### [Brief]
Take every line from the material that has the word "house" in it.

### [Given data]
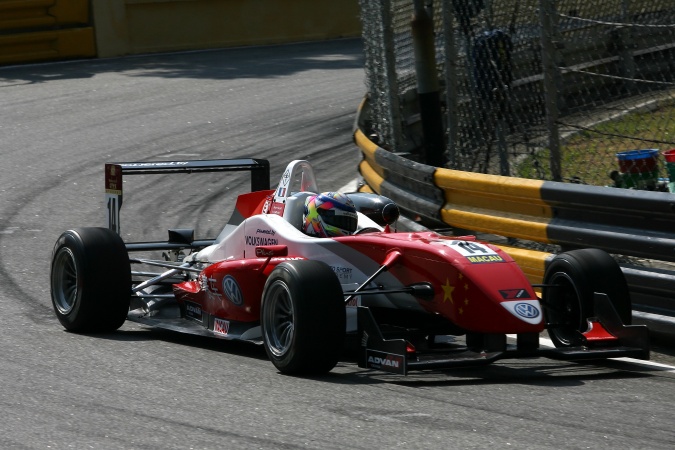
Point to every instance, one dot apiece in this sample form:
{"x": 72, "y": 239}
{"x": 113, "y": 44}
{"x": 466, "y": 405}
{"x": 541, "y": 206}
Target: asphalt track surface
{"x": 144, "y": 389}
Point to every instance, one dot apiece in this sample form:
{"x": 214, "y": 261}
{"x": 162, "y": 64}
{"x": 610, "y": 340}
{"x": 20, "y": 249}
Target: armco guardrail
{"x": 38, "y": 30}
{"x": 625, "y": 222}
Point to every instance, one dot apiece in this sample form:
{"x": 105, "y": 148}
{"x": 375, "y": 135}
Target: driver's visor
{"x": 345, "y": 220}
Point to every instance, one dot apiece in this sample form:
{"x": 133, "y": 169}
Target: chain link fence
{"x": 580, "y": 91}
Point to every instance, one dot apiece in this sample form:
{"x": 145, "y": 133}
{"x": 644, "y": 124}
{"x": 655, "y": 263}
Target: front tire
{"x": 90, "y": 280}
{"x": 571, "y": 280}
{"x": 303, "y": 317}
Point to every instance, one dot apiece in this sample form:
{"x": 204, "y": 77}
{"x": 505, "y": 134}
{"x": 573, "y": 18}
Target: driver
{"x": 329, "y": 214}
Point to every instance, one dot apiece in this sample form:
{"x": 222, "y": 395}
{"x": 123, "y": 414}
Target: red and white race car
{"x": 410, "y": 300}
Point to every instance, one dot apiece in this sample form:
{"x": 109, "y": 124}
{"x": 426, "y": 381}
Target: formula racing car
{"x": 405, "y": 300}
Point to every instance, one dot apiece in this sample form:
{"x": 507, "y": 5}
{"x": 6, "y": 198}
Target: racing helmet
{"x": 329, "y": 214}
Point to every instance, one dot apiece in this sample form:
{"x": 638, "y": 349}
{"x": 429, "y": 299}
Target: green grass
{"x": 591, "y": 155}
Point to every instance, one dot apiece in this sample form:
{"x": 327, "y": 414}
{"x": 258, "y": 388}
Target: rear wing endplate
{"x": 259, "y": 169}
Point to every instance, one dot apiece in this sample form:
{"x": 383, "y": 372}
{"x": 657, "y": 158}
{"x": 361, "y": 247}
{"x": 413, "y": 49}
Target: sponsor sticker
{"x": 343, "y": 273}
{"x": 193, "y": 311}
{"x": 514, "y": 294}
{"x": 260, "y": 240}
{"x": 474, "y": 252}
{"x": 388, "y": 362}
{"x": 221, "y": 326}
{"x": 526, "y": 310}
{"x": 232, "y": 290}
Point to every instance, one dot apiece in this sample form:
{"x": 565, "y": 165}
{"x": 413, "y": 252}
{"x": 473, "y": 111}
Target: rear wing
{"x": 114, "y": 172}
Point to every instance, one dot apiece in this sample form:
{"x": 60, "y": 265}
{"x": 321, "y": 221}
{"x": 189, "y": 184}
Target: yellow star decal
{"x": 447, "y": 291}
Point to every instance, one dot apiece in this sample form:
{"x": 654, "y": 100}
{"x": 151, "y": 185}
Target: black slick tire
{"x": 303, "y": 318}
{"x": 90, "y": 280}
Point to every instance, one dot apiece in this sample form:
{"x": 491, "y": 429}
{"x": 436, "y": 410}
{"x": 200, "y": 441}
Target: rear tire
{"x": 90, "y": 280}
{"x": 573, "y": 278}
{"x": 303, "y": 317}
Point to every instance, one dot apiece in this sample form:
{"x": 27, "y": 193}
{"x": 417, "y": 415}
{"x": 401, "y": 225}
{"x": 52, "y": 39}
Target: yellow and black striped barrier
{"x": 631, "y": 223}
{"x": 39, "y": 30}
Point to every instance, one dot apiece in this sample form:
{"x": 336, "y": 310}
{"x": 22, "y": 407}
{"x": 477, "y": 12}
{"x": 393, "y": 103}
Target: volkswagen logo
{"x": 232, "y": 291}
{"x": 526, "y": 310}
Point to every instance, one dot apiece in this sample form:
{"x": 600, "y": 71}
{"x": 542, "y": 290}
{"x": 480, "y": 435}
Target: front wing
{"x": 607, "y": 338}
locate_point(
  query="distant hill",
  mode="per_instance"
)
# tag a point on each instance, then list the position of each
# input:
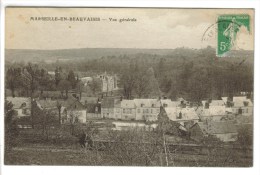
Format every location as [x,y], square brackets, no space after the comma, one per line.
[17,55]
[50,56]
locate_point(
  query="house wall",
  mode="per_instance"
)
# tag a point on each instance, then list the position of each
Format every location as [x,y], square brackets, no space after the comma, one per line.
[247,110]
[128,114]
[227,137]
[212,118]
[23,112]
[196,133]
[107,112]
[80,114]
[93,115]
[117,113]
[147,113]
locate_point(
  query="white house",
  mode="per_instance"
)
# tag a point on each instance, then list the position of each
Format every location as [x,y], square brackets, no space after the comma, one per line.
[147,109]
[22,105]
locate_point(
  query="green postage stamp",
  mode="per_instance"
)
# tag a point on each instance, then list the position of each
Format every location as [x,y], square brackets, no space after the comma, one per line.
[228,28]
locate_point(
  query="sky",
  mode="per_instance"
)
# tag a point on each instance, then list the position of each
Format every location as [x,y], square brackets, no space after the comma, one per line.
[153,28]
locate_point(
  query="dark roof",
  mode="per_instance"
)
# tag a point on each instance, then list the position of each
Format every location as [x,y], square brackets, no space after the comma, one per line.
[108,102]
[217,127]
[72,103]
[87,100]
[20,102]
[47,104]
[91,107]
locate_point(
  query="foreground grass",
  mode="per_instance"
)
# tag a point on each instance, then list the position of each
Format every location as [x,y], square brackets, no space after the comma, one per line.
[45,155]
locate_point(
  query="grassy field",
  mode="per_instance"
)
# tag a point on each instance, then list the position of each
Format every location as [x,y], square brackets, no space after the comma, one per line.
[37,154]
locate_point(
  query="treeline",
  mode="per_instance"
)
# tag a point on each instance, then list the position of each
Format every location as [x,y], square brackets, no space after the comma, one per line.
[28,80]
[191,74]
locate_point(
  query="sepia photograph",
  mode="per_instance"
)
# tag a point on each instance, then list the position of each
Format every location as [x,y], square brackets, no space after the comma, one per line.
[149,87]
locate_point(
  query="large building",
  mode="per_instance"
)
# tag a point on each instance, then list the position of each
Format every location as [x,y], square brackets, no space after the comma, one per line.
[109,82]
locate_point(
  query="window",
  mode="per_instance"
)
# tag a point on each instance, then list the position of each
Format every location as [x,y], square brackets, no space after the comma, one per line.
[24,111]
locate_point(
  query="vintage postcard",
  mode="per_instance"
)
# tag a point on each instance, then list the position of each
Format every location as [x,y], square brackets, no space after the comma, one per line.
[129,87]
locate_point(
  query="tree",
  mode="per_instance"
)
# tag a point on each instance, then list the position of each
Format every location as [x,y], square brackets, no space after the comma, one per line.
[58,76]
[64,85]
[11,129]
[59,106]
[30,76]
[72,79]
[95,85]
[128,82]
[43,80]
[13,78]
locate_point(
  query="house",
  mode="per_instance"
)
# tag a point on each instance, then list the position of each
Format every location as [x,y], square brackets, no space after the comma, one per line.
[93,110]
[109,82]
[207,103]
[215,113]
[242,105]
[107,107]
[147,109]
[128,110]
[22,105]
[76,111]
[224,131]
[86,80]
[89,100]
[182,115]
[117,109]
[169,103]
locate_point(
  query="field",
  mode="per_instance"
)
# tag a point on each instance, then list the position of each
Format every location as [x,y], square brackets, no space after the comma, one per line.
[67,151]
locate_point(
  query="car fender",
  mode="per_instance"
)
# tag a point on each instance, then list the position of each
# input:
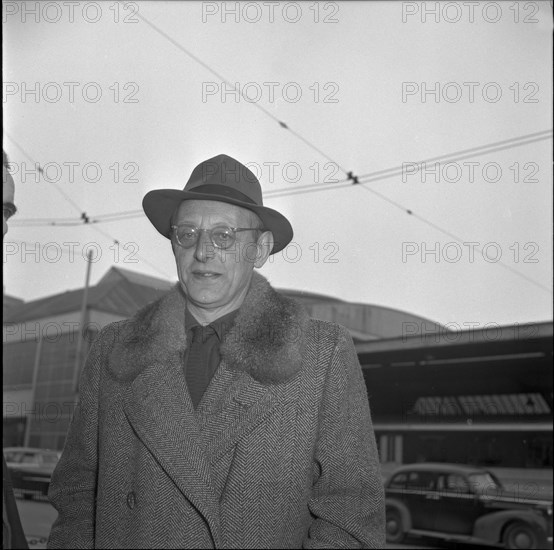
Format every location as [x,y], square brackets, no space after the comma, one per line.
[490,527]
[403,509]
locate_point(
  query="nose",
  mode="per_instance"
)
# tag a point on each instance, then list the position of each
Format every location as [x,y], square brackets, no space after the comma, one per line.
[205,249]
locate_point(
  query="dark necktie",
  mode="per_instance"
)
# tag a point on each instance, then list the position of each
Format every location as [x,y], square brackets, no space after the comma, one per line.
[197,368]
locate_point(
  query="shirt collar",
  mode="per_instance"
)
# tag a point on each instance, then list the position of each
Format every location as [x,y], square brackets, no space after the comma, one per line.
[220,326]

### [Result]
  query="house wall",
  query="white house",
  query="house",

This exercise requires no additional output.